How to know the inputs of which neurons should be connected to the outputs of other neurons? How many neurons should be associated with each specific neuron in the network for the network to perform its function? There are no answers to these questions yet, and connecting the neurons to each other using a brute force method guarantees an almost infinite time for training such a network, given that the number of real brain neurons is in the billions. ')
In perceptron-type artificial neural networks, all the neurons of adjacent layers are connected to each other. A "strength" of communication is determined by the value of the coefficients. The “all-with-all” connection is the solution of the problem of neuron connections using the “brute force” method. In this case, the neural network can contain only a relatively small number of neurons on the intermediate layers for an acceptable learning time, for example, for several weeks [2]. Before a neural network begins to produce a result, for example, to classify images, it must go through a training phase, that is, a setup phase. At the learning stage, the interaction configuration and the overall function of the neurons of the network are determined. In fact, to train a neural network means to choose a transformation function so that at the given inputs it gives the correct outputs with a given level of error. Then, after training, we give arbitrary data to the network input, and we hope that the neural network function is chosen quite accurately and the network will correctly, from our point of view, classify any other input data. In popular networks of perceptron type, the network structure is initially fixed, see, for example, [2], and the function is found by selecting the neuron connections of the intermediate layers. Before proceeding to the description of the matrix, we note that the simultaneous connection of all neurons of neighboring layers can be decomposed into consecutive connections of pairs of neurons using the fact that the function of a neuron is a linear combination of the outputs of neurons of the previous layer and coupling coefficients. That is, at least for perceptron-type networks, each neuron can be thought of as receiving data from only two other neurons.
The principle of decomposition of several parallel connections into a sequence of pairs or triples of connections of only neighboring neurons forms the basis of the matrix described below. The restriction is accepted that it is not at all necessary to train the network by connecting all the others to the neuron, it suffices to restrict ourselves to neighboring neurons and then consistently reduce the error of the network learning function. This version of the neural network is based on the previous work of the author [1].

* _Records shown_

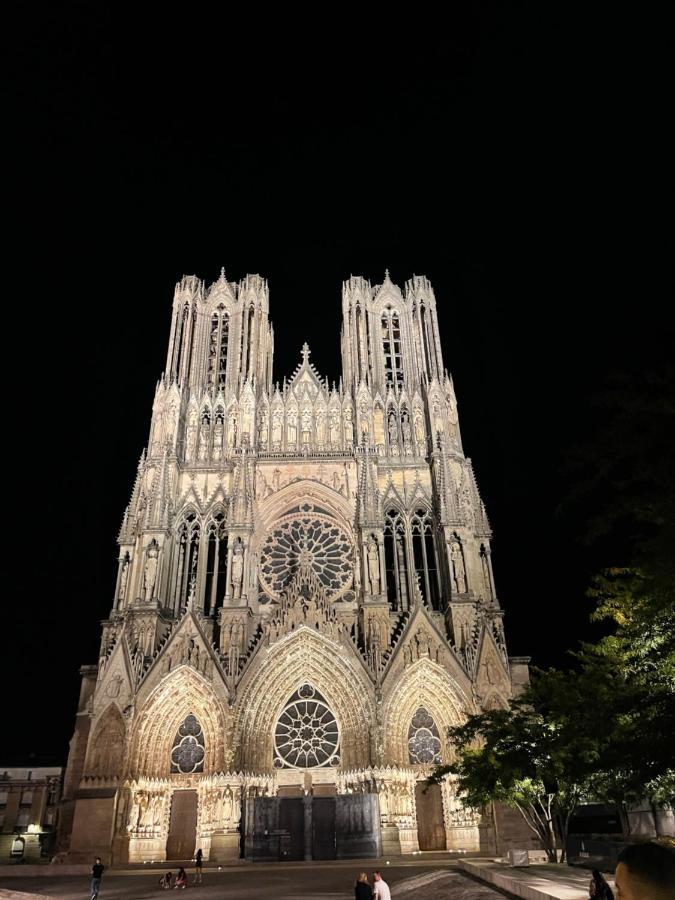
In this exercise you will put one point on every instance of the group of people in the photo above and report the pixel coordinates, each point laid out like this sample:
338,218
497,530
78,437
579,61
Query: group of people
378,890
167,880
644,872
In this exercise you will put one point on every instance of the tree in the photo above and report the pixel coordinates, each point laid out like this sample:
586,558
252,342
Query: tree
535,763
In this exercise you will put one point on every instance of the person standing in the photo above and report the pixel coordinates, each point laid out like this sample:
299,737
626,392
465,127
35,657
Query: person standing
198,866
362,889
96,875
598,888
380,888
645,872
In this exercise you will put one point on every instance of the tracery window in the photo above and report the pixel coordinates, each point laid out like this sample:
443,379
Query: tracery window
307,536
395,560
306,735
216,564
218,341
424,552
187,755
424,742
391,346
188,538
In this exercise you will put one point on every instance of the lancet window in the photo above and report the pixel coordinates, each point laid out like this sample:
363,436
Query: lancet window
216,564
218,342
424,553
411,559
187,754
188,539
395,560
424,741
391,346
250,337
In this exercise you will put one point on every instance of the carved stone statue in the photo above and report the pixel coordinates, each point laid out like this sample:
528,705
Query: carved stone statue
190,436
204,438
373,555
124,574
150,571
237,568
458,570
218,439
349,427
419,427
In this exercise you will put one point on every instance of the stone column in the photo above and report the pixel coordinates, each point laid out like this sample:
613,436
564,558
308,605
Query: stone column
307,800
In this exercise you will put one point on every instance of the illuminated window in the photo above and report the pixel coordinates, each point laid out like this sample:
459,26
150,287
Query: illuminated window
187,756
424,742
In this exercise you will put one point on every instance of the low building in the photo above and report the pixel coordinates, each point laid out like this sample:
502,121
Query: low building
29,801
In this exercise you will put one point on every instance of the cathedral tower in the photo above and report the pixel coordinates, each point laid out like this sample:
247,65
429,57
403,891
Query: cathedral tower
304,599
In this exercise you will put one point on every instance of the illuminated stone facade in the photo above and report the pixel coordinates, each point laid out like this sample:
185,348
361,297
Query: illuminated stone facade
304,601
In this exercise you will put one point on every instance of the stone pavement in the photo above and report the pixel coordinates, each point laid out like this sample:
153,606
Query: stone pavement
333,881
534,882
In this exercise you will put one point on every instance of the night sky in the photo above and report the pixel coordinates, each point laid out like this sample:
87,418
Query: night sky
520,162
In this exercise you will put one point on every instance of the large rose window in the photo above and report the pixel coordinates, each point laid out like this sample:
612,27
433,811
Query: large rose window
424,742
306,734
187,755
307,537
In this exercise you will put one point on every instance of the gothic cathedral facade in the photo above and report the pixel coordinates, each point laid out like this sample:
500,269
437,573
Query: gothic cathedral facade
304,600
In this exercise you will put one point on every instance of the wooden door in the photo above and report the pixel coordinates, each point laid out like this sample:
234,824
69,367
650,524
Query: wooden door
323,828
430,827
182,838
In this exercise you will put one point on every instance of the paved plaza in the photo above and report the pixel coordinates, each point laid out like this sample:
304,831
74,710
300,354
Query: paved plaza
285,882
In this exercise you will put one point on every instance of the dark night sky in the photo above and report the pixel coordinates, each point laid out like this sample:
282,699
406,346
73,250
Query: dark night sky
520,162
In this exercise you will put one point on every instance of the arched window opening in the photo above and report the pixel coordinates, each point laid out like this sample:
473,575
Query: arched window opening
218,342
250,328
360,362
391,347
187,754
424,741
188,556
424,553
306,735
394,557
216,565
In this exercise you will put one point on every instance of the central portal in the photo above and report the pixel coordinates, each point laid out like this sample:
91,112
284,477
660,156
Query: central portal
183,826
430,827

* _Task requirements_
(a) Reproduce verbatim the part of the entries that opens with the line containing "of the central" and closes with the last line of the entries.
(b) Carry on the passage about connecting neurons in artificial neural networks, picking up after its final sentence.

* _Final answers_
(a)
In this exercise you will put one point on every instance of the central portal in the photo above and report the pixel coordinates, each point laid out like this sample:
91,112
284,477
660,156
Query: central portal
183,826
430,827

(b)
The structure of the matrix and neuron
The following matrix structure of the neural network allows to solve the problem of connecting neurons and limit the number of combinations when searching for the function of the neural network. This network also in theory allows us to find the function of a neural network with zero error on the training sets of inputs / outputs due to the fact that the network function is a discrete vector function of several variables.
Figure 1 presents an example of a binary matrix. The inputs and outputs of this matrix are binary four-component vectors. Inputs are given from below, above we get output values. Each matrix cell is a neuron with a binary function of several variables f . Each neuron has horizontal and vertical septa separating it from neighboring neurons and determining the data flows. The vertical partition of the neuron, depicted to the left of each neuron, can have three positions: closed (dark bar), open to the right (green arrow to the right), open to the left (yellow arrow to the left).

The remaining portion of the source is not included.